> **Collected data**
==================================================

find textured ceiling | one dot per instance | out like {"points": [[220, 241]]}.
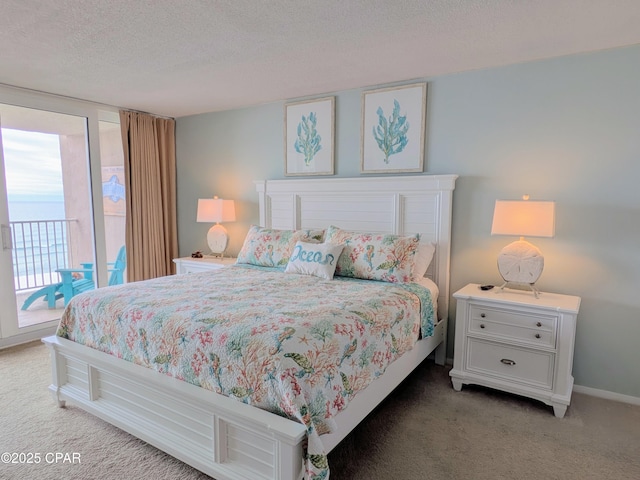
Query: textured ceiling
{"points": [[183, 57]]}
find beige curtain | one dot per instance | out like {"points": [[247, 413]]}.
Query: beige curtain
{"points": [[150, 176]]}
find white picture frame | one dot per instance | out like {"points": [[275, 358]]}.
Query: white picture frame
{"points": [[393, 129], [309, 137]]}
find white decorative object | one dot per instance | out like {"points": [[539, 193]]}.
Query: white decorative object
{"points": [[216, 210], [196, 265], [516, 343], [520, 262], [225, 438]]}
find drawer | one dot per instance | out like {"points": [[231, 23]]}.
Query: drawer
{"points": [[510, 363], [531, 328]]}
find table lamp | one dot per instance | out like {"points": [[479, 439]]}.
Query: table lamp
{"points": [[216, 210], [520, 262]]}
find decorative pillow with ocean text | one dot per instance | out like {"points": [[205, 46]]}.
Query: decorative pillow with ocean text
{"points": [[374, 256], [318, 259], [267, 247]]}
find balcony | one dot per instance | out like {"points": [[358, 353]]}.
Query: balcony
{"points": [[39, 248]]}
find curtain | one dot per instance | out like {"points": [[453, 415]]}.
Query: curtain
{"points": [[150, 177]]}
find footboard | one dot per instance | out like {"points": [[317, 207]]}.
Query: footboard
{"points": [[214, 434]]}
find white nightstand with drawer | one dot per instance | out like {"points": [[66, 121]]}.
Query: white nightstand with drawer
{"points": [[512, 341], [194, 265]]}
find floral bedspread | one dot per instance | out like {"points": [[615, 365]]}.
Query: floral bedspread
{"points": [[295, 345]]}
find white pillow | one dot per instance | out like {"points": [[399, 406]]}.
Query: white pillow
{"points": [[422, 260], [318, 259]]}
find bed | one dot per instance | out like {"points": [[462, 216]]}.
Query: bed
{"points": [[231, 439]]}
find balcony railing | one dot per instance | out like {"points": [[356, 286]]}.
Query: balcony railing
{"points": [[39, 248]]}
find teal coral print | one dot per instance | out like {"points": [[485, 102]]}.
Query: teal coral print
{"points": [[391, 134], [308, 141]]}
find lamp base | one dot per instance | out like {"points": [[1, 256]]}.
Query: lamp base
{"points": [[532, 287], [521, 263], [217, 239]]}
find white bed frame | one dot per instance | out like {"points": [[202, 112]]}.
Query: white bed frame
{"points": [[220, 436]]}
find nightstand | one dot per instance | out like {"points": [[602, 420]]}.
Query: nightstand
{"points": [[510, 340], [194, 265]]}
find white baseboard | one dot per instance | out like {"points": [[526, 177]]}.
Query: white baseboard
{"points": [[618, 397]]}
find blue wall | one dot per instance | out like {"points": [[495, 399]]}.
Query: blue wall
{"points": [[566, 129]]}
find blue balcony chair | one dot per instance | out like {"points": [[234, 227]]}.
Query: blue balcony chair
{"points": [[71, 286]]}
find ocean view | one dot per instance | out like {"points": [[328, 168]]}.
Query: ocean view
{"points": [[24, 210], [38, 249]]}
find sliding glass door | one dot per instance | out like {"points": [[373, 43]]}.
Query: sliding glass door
{"points": [[53, 219]]}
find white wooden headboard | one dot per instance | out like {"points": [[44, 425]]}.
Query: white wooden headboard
{"points": [[401, 205]]}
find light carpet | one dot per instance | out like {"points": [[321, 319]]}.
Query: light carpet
{"points": [[424, 430]]}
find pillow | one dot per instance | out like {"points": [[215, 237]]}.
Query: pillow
{"points": [[267, 247], [318, 259], [373, 256], [423, 258]]}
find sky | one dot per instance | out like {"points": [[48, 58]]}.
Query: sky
{"points": [[32, 164]]}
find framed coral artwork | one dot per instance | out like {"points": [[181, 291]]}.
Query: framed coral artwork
{"points": [[308, 137], [393, 126]]}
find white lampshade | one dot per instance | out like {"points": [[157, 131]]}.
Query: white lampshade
{"points": [[216, 210], [521, 262], [524, 218]]}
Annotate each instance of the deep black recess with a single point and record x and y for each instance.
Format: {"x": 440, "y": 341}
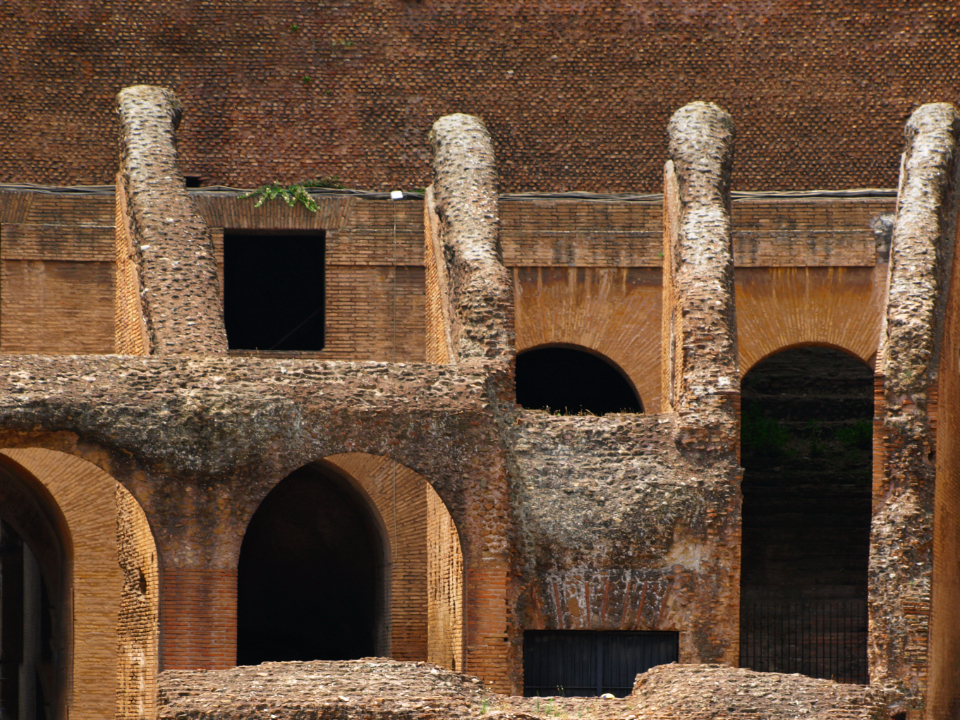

==================================================

> **What you are asked to do**
A verbatim transcription is needed of the lines above, starting at the line with "find ocean view" and ending at the line with "find framed coral", both included, and of nothing else.

> **Output below**
find ocean view | one dot per instance | out like {"points": [[328, 168]]}.
Query: ocean view
{"points": [[24, 210], [38, 249]]}
find sliding glass door | one dot per instance | out like {"points": [[373, 43]]}.
Query: sliding glass door
{"points": [[53, 219]]}
find white wooden headboard | one dot per instance | out like {"points": [[44, 425]]}.
Query: white wooden headboard
{"points": [[401, 205]]}
find light carpet | one dot per instance | out like {"points": [[321, 319]]}.
Query: light carpet
{"points": [[424, 430]]}
find pillow | one dot per instance | out like {"points": [[215, 237]]}.
Query: pillow
{"points": [[267, 247], [318, 259], [373, 256], [423, 258]]}
find sky | one dot per instance | out like {"points": [[48, 58]]}.
Query: sky
{"points": [[32, 164]]}
find framed coral artwork | one dot per instance | out like {"points": [[181, 291]]}.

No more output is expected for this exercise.